*Metin alıntısı*
Mustafa Kemal’in amaç ve niyetini anlayan İngilizler, Geriye dönmesini sağlamaya çalışmışlarsa da başarılı olamamışlardır…
Mustafa Kemal Paşa Samsun’dan Amasya ya geçmiş ve 21/22 Haziran gecesi- İHTİLAL BİLDİRİSİ- AMASYA GENELGESİ ile MİLLİ MÜCADELENİN, AMACINI, YÖNTEMİNİ VE GEREKÇESİNİ ORTAYA KOYARAK MİLLİ MÜCADELEYİ BAŞLATMIŞTIR…
Amasya Genelgesin kararlarından birisi de; Anadolu’nun en güvenli yeri olan SİVAS’TA bir kongre toplanması yönünde idi…
Mustafa Kemal paşa Amasya Genelgesini yayımladıktan sonra Sivas’a geçmiş, İl Valisi ve Kolordu Komutanı ile görüşerek, Kongre konusunda talimatlar vermiş ve Erzurum Kongresi için Erzurum’a geçmiştir…
Erzurum kongresinden sonra da Sivas’a dönmüştür…
Sivas’ta Kongre hazırlıkları, Müdafaa-i Hukuk Cemiyetinin yerel şubesi tarafından, Vali Reşit Paşa ve Kolordu Komutanı Selahattin’in yardımıyla yapılmıştı. Abdülhamit döneminde yapılan lise binası toplantı yeri olarak seçilmişti.
Sivas Kongresi; Doğu Anadolu Müdafaa-i Hukuk Derneğince hazırlanmıştır. Böylece Doğu Anadolu’nun Ulusal örgütü, İhtilal başlangıcının önderliğini Mustafa Kemal aracılığı ile yapmış oldu.
İtilaf Devletleri ve İstanbul Hükümeti, kongreyi önlemek için çeşitli girişimlerde bulundular.

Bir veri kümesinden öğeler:
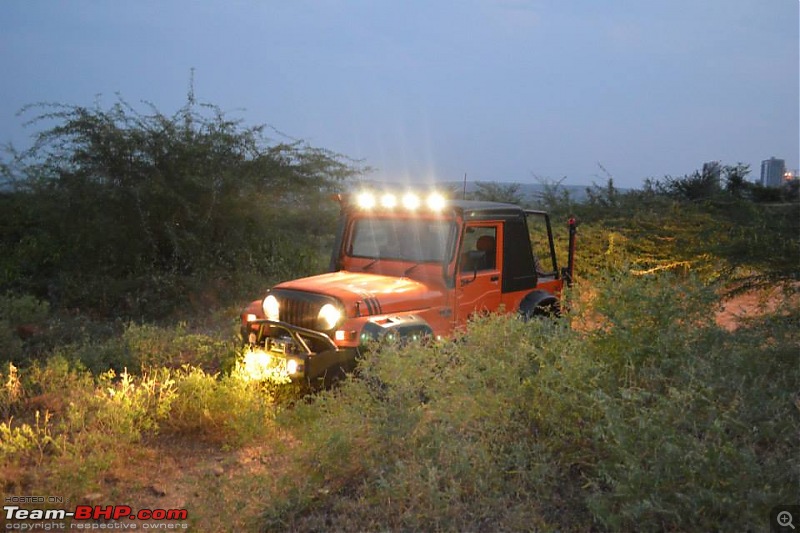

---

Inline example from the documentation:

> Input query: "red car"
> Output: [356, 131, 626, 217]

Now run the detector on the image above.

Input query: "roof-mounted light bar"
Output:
[355, 191, 446, 211]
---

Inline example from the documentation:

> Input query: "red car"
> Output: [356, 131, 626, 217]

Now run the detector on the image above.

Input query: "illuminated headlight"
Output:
[403, 193, 419, 211]
[428, 192, 444, 211]
[318, 304, 342, 331]
[261, 294, 280, 320]
[356, 192, 375, 209]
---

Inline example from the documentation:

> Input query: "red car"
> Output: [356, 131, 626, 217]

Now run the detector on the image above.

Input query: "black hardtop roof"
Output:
[445, 200, 524, 213]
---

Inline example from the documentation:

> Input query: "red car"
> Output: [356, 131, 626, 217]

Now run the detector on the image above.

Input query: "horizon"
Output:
[0, 0, 800, 189]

*Görev*
Sivas Kongresi'ne dair metinden "Sivas Kongresi; Doğu" ile başlayıp "çeşitli girişimlerde bulundular." ile biten kısmı hiç değiştirmeden çıkarın. Bu liste işin yapılması için gerekli değildir.

*Alıştırma çıktısı*
Sivas Kongresi; Doğu Anadolu Müdafaa-i Hukuk Derneğince hazırlanmıştır. Böylece Doğu Anadolu’nun Ulusal örgütü, İhtilal başlangıcının önderliğini Mustafa Kemal aracılığı ile yapmış oldu.
İtilaf Devletleri ve İstanbul Hükümeti, kongreyi önlemek için çeşitli girişimlerde bulundular.